**Exercises**
1. Condense the paragraph that begins "Such portfolio workers" from the passage on portfolio careers into a short bulleted list that keeps its main facts.
2. Carry on the passage about portfolio careers, picking up right after its final sentence.

Portfolio workers lead portfolio careers. As Dawn Chipman wrote in “A Glossary of Managerese” in Across the Board (November 1993), “Portfolio workers…may spend a total of one week a month consulting, two weeks working part time for a major computer manufacturer, four days a month working on a book they're writing, and then another chunk of time studying. The result is a less secure but more fulfilling career.”

Such portfolio workers—which over the years have been called freelancers, free agents, one-man bands, road warriors and scanners—no longer resemble traditional employees, but rather the vendors that they used to deal with as employees. They’re now mini-entrepreneurs. They no longer occupy a self-contained organization, but are immersed in a market environment. They must deal with clients and customers instead of humdrum jobs and employers. To some this is a fulfilling experience; to others, it is “the New Insecurity.” Labeling the concept of a composite career with the term “portfolio” suggests that people should resemble their investments. Just as you spread risk around by investing in different kinds of stocks, bonds and real estate, so too should you work for different types of companies so that your career resembles a diversified portfolio. It supposedly makes for a more secure career, but, unlike stocks, bonds and real estate, human beings can suffer from the pangs of uncertainty as they continually attempt to sell themselves in the marketplace.

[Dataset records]
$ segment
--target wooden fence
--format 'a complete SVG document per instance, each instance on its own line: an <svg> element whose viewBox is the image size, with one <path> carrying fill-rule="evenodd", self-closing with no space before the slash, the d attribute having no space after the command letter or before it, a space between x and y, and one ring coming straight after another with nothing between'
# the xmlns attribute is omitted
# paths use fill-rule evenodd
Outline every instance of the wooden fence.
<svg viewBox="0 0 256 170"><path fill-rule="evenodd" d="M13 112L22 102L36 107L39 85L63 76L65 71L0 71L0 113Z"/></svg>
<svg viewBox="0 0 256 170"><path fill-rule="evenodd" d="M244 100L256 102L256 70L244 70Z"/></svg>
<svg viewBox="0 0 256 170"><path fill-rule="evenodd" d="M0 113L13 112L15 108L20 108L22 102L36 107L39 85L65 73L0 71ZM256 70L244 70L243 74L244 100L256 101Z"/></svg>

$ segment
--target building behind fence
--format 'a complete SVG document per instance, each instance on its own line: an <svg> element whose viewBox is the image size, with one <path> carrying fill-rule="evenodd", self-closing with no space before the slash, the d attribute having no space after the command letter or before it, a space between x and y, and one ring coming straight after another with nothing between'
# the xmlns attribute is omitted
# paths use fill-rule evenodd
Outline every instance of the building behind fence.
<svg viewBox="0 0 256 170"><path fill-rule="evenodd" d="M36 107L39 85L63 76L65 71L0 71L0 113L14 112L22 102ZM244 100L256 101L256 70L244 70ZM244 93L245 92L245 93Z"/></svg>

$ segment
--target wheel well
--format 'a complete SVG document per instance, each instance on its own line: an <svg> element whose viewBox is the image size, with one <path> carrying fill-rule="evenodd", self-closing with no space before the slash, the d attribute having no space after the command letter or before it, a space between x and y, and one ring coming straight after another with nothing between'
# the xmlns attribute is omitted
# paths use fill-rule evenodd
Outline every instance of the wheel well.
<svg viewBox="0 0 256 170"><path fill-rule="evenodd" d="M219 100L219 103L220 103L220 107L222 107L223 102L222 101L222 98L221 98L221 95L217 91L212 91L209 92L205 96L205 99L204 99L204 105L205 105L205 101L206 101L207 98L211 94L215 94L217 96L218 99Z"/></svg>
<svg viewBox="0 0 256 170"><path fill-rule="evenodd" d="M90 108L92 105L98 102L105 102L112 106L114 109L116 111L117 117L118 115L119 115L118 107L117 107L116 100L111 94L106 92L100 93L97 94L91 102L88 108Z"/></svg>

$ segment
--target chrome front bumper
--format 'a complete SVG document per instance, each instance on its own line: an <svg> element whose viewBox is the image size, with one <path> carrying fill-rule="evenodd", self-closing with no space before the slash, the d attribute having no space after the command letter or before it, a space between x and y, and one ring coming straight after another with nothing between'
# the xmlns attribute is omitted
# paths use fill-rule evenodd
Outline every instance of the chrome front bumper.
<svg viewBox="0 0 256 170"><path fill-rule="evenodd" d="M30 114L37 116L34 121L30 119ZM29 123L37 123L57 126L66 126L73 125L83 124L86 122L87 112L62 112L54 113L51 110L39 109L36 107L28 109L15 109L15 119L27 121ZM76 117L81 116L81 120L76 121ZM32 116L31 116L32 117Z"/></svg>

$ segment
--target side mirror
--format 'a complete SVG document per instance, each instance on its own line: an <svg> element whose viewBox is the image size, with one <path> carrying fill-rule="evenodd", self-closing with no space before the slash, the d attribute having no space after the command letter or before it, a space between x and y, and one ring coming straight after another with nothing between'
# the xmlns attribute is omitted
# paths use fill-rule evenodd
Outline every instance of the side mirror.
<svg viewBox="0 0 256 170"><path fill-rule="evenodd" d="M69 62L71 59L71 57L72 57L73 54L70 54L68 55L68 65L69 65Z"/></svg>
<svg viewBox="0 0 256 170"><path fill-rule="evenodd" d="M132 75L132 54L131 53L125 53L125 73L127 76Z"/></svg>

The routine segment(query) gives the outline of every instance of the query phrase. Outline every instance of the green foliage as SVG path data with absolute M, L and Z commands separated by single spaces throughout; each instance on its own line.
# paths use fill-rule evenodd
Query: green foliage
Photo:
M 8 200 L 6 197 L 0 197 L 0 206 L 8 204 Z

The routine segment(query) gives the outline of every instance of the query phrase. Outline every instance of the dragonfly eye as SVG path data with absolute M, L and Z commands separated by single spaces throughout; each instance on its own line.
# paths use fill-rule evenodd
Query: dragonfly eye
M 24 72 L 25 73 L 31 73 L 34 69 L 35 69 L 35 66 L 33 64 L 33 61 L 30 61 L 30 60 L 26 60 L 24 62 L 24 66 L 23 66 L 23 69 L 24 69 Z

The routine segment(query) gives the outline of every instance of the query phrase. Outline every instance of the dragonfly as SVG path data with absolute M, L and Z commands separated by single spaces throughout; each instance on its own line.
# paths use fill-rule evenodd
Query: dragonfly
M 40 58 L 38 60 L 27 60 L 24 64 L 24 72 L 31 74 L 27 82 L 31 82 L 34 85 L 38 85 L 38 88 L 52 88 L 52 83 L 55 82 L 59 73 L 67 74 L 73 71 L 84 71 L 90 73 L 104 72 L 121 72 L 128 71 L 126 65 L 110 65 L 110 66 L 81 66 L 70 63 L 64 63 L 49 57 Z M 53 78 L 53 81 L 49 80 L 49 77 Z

**Results in order**
1.
- Portfolio workers, also called freelancers, free agents, one-man bands, road warriors and scanners, act less like traditional employees and more like the vendors they once dealt with.
- They are mini-entrepreneurs who work in a market environment rather than inside a self-contained organization, serving clients and customers instead of employers.
- Some find this fulfilling; others see it as "the New Insecurity."
- The term "portfolio" implies that a career should be diversified across different types of companies, the way investments are spread across stocks, bonds and real estate to spread risk.
- This is supposed to make a career more secure, but unlike investments, people can suffer from uncertainty as they keep trying to sell themselves in the marketplace.

2.
One of the consequences of all this is, of course, increasing mobility and the need for mobile multimedia devices. Although the Internet allows people to work out of their home office, mobility continues to be an increasing factor. Even supposedly deskbound employees at major corporations regularly find themselves roaming the landscape, be it to a meeting room, branch office, seminar or client location.

A “consequence of the consequence” is that one’s “personal space” disappears. As you hold and use an iPhone, communications by a person can come closer to you than the actual person doing the communicating—right into our “pericutaneous space.” Moreover, one is always selling one’s services to someone, and is always in a sense working, and of course communicating. The long-term affect of all this pervasive communications technology on the human psyche is only now being explored. It most likely interferes with interpersonal relationships and who knows what else.